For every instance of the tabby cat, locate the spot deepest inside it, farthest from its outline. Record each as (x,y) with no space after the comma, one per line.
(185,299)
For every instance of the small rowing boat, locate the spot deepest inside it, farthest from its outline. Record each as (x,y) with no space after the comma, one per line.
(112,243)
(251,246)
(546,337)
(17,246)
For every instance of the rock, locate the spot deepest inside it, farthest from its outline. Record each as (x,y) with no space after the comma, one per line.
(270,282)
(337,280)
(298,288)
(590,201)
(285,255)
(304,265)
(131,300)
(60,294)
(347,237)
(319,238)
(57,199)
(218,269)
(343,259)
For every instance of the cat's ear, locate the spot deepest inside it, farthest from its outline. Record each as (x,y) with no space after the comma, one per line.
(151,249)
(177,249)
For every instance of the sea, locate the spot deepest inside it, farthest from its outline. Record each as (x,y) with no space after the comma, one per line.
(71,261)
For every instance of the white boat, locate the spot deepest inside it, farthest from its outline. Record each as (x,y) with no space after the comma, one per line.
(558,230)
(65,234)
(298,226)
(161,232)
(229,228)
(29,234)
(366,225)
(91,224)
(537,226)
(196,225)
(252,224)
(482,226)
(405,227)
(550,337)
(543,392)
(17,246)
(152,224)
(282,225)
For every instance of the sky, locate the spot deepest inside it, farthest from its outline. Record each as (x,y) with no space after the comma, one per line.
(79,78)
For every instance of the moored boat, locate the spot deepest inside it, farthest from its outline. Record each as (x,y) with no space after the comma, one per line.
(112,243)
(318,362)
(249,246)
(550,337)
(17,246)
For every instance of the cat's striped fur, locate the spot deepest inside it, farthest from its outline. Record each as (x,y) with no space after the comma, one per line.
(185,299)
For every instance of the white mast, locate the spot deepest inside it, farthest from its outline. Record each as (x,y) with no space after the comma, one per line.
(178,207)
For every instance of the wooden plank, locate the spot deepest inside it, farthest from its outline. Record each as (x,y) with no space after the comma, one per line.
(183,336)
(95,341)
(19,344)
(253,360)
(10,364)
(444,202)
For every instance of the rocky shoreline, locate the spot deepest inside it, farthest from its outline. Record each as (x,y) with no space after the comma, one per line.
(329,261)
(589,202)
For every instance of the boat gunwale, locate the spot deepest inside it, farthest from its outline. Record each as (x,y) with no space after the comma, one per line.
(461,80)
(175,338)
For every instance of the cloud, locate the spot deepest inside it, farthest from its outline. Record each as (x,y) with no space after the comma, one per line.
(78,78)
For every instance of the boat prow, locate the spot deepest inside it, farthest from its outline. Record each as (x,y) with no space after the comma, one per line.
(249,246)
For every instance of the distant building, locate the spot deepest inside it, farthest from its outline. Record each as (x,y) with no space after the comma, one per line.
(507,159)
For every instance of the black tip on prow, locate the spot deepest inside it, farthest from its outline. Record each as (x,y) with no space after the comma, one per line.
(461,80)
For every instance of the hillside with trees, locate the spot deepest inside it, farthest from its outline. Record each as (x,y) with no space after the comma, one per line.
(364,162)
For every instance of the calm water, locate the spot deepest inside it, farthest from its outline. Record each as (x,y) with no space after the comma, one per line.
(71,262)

________________

§ OBJECTIVE:
Print back all the lines verbatim.

§ WRITTEN SOLUTION:
For every instance of the tabby cat, locate the spot deepest inside it, farthest from its outline. Record each as (x,y) with no space after the comma, one per line.
(185,299)
For every instance of the small rowing boat, locate the spot deepest inside it, farthest from its outline. Record each as (x,y) with no space after the comma, one per line.
(112,243)
(251,246)
(546,337)
(17,246)
For every instance of the rock, locate the spot deepest inside it, farthest from its outline. Record each as (x,y) with no space after the comma, one per line.
(270,282)
(337,280)
(298,288)
(590,201)
(285,255)
(304,265)
(131,300)
(60,294)
(347,237)
(319,238)
(57,199)
(218,269)
(343,259)
For every instance of the cat's ear, locate the spot deepest inside it, farthest from its outline. Record each as (x,y) with no space after the comma, one per line.
(151,249)
(177,249)
For every instance of the sea, locate the spot deepest inside it, farthest from its outline. Record each as (x,y) with no space after the comma, one per line.
(71,261)
For every instance of the white boat, locate the spot deepest inside it, farthest from its outline. Record each as (x,y) with no space after the comma, one per line.
(558,230)
(65,234)
(298,226)
(161,232)
(229,228)
(29,234)
(366,225)
(91,224)
(537,226)
(196,225)
(252,224)
(482,226)
(405,227)
(550,337)
(543,392)
(17,246)
(152,224)
(282,225)
For every instance of the sky, locate the spot deepest inside it, farthest from its outline. Record each as (x,y) with no space after the comma, one per line.
(79,78)
For every instance of the moored boat, locate the spot deepest inside it, farthest from its outline. Record each as (x,y) with no space after the comma, one per line.
(112,243)
(318,362)
(249,246)
(550,337)
(17,246)
For every instance of the cat's striped fur, locate the spot deepest inside it, farthest from its outline. Record each as (x,y) with no space after the comma, one per line.
(185,299)
For every instance of the white mast, locate the spot deepest inside it, farthest from its outline. Record each as (x,y) with no space after the comma, one per line.
(178,207)
For every instance of the wooden plank, locate the spot deepest inside it, farthest from its outline. Record each as (x,y) with no space after the comma, one per line.
(183,336)
(95,341)
(19,344)
(253,360)
(10,364)
(444,202)
For every instance of the rocky shoreline, locate the spot deepest inside it, farthest from its outline. Record each as (x,y) with no space after the comma, one per line.
(329,261)
(589,202)
For every instance of the boat gunwale, locate the spot deepest inside it, farthest from its outline. Record each as (x,y) with no space after the comma, one per line.
(461,80)
(175,338)
For every instance of the cloud, locate the spot deepest inside it, farthest from its outline. Record each as (x,y) with no space after the comma, one per line.
(78,78)
For every instance of the boat prow, locate the spot deepest inside it, farthest from its outline. Record each as (x,y) with no space after the comma, one per line.
(249,246)
For every instance of the distant building, locate the spot deepest inside it, farthest from its outline. Record each as (x,y) with no space after the comma, one per line.
(507,159)
For every instance of the black tip on prow, locate the spot deepest inside it, farthest from its outline. Record each as (x,y) with no space after the comma, one per line.
(461,80)
For every instance of the hillside with trees, locate the spot deepest inside it, farthest from its outline. Record each as (x,y) with no space after the comma, one per line.
(364,162)
For every instance of the calm water, locate the spot deepest inside it, farthest from its outline. Record each as (x,y) with no space after the comma, one per line.
(71,262)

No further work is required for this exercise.